Work instructions:
1. In the surfing memoir, write out the passage starting at "We boys went" and ending at "home town, Hawera.", changing "surfboards" to "boards".
2. Answer these questions from the surfing memoir:
(a) How far north of Hawera is Ohawe?
(b) What did the family collect at low tide on summer weekends?
(c) How long is Highway 45?

Page excerpt:
****************************************
We boys went surfing so frequently, the surfboards could have been bolted to the Holden's roof rack.

We thought surfing would make us more alluring to the girls, but catching their attention was harder than catching waves. It was fun though.

This was 1970 and we strutted our stuff at Ohawe, a boulder-strewn beach 8km north of our home town, Hawera.

Sometimes we ventured 42km north to the boulder-free Opunake Beach. Next to Oakura Beach, 15km south of New Plymouth, Opunake is Highway 45's most popular haunt. When we forgot about our futile pursuit of the ladies, we cruised Highway 45, turned down a no-exit road, parked at the fence, walked over a paddock or two, scrambled down the cliff and tried not to surf into the rocks.

I'd go to similar locations at low tide with my family on summer weekends with sacks and knives to collect paua and kina. We ate them for dinner with corn on the cob, lettuce salad drenched with condensed-milk dressing, and bacon and egg pie. Often to the smell of freshly cut grass.

Under pseudo-duress, I'd go with my parents to company barbecues at Kaupokonui Beach where we'd enter three-legged races, see who could hit a 6-inch nail into a piece of wood with the least number of strokes, enjoy watching the beauty pageants, and tangle our fishing lines in contests off the swing bridge.

Returning from a 30-year absence, I have found families still crowd the beaches for fun, food and fantasy. But the 105km-long Highway 45, between New Plymouth and Hawera is now called the Surf Highway. For good reason. I didn't know it in 1970, but Taranaki's coast offered the most consistent surf in New Zealand. Still does.
****************************************
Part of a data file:

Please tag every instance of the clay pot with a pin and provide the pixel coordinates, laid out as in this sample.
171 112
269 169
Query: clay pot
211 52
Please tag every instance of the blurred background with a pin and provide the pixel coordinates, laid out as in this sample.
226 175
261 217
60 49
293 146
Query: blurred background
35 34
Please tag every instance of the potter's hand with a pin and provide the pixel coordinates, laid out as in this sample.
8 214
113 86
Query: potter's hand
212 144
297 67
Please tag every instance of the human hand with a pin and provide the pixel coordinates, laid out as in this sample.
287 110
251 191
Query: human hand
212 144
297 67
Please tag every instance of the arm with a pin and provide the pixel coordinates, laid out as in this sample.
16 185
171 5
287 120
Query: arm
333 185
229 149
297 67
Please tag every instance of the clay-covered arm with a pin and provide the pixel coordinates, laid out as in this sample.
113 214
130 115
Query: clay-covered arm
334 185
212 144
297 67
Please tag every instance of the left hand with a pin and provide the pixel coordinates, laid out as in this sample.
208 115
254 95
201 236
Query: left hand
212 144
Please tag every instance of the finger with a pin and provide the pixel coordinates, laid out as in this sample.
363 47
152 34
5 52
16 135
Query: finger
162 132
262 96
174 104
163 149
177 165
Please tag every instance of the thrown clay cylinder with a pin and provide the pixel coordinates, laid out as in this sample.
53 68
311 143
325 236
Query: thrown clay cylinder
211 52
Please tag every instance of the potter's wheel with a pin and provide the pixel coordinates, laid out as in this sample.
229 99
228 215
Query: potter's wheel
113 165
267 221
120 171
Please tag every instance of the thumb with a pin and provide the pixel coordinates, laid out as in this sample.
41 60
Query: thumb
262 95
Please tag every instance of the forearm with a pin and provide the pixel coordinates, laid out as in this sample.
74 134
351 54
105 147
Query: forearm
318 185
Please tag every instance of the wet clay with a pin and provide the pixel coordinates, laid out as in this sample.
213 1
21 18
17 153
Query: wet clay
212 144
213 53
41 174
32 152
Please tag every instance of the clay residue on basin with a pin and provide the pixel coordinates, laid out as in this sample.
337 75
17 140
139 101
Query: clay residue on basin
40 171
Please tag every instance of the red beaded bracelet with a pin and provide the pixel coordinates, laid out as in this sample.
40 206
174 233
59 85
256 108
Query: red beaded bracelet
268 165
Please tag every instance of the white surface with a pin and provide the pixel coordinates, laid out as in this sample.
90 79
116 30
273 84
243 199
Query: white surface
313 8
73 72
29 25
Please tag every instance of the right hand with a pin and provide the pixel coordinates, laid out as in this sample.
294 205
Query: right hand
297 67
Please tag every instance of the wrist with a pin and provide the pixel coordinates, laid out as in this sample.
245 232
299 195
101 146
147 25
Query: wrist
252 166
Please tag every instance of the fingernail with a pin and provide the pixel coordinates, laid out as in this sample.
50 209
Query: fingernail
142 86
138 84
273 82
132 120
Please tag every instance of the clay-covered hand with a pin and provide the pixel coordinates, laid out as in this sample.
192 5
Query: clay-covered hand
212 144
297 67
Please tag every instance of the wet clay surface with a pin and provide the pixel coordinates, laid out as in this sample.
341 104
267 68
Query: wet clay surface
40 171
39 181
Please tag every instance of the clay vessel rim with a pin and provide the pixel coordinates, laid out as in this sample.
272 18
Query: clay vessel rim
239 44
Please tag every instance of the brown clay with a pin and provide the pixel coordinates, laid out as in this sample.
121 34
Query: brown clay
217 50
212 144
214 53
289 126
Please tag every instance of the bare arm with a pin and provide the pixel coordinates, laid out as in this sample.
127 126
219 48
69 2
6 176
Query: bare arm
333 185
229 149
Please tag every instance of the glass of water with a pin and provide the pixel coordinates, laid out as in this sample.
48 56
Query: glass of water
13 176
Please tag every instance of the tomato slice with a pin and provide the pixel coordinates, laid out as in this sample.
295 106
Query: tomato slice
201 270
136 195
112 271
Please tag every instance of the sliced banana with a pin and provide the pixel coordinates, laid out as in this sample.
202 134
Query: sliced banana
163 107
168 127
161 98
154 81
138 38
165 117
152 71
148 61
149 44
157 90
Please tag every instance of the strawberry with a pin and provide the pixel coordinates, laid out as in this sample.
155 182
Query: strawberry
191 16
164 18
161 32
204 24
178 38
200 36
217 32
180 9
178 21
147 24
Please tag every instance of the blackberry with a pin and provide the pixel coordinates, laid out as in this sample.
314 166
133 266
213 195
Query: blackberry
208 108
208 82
****************************************
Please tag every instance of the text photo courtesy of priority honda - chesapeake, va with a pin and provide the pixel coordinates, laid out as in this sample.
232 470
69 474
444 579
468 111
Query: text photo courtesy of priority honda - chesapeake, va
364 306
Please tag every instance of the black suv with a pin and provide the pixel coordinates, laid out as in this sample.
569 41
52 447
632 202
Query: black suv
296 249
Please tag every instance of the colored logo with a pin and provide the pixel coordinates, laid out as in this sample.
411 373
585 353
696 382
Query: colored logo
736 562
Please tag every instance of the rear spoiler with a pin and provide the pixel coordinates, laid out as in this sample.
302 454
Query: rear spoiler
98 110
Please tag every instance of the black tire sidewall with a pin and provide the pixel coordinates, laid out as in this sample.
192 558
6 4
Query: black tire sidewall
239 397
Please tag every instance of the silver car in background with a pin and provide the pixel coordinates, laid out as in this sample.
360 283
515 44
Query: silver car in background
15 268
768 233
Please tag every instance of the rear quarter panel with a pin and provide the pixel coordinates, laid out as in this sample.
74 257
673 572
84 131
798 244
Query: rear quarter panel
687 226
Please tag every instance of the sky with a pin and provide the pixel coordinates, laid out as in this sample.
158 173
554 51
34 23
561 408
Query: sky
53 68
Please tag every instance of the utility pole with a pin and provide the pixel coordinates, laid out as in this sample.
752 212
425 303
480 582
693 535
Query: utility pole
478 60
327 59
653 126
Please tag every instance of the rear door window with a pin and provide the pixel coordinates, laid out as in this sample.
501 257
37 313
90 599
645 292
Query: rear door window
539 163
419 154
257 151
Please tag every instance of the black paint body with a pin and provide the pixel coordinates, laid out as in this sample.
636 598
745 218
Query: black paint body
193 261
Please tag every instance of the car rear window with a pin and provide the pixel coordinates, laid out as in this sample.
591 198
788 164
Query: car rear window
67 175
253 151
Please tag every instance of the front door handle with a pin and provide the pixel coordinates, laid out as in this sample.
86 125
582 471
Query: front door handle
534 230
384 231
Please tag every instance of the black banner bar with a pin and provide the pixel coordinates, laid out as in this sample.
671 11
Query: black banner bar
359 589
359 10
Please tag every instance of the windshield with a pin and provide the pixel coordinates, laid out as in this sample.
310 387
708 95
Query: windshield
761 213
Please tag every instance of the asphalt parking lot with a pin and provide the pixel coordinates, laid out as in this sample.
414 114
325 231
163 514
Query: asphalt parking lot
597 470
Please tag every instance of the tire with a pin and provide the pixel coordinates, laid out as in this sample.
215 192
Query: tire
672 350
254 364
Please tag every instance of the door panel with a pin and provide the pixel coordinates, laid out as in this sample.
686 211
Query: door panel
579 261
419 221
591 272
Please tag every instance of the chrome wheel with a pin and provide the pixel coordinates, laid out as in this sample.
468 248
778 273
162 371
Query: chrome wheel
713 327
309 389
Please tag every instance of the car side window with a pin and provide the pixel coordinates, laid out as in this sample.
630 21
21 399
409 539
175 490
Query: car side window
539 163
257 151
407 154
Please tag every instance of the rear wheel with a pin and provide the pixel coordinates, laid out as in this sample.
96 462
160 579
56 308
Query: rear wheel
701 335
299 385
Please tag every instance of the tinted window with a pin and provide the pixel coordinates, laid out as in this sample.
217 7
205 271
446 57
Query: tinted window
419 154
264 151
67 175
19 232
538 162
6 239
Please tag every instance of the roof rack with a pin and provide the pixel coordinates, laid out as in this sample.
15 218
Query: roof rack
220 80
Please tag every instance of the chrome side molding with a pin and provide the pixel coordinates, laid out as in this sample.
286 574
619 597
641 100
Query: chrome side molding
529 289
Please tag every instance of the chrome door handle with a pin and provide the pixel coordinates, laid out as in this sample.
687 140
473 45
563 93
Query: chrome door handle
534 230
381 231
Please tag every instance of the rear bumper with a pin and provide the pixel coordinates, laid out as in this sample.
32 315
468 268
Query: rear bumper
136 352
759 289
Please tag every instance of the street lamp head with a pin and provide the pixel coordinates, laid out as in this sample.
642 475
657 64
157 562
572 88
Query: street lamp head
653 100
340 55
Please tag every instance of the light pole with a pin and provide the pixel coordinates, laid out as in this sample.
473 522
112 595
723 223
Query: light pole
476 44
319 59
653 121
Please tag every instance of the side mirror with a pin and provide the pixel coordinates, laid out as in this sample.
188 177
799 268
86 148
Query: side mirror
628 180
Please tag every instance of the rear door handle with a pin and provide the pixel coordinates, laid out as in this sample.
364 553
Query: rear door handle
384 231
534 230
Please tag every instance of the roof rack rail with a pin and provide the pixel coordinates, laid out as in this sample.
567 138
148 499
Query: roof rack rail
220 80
****************************************
Expected answers:
1.
We boys went surfing so frequently, the boards could have been bolted to the Holden's roof rack.

We thought surfing would make us more alluring to the girls, but catching their attention was harder than catching waves. It was fun though.

This was 1970 and we strutted our stuff at Ohawe, a boulder-strewn beach 8km north of our home town, Hawera.

2.
(a) 8km
(b) Paua and kina
(c) 105km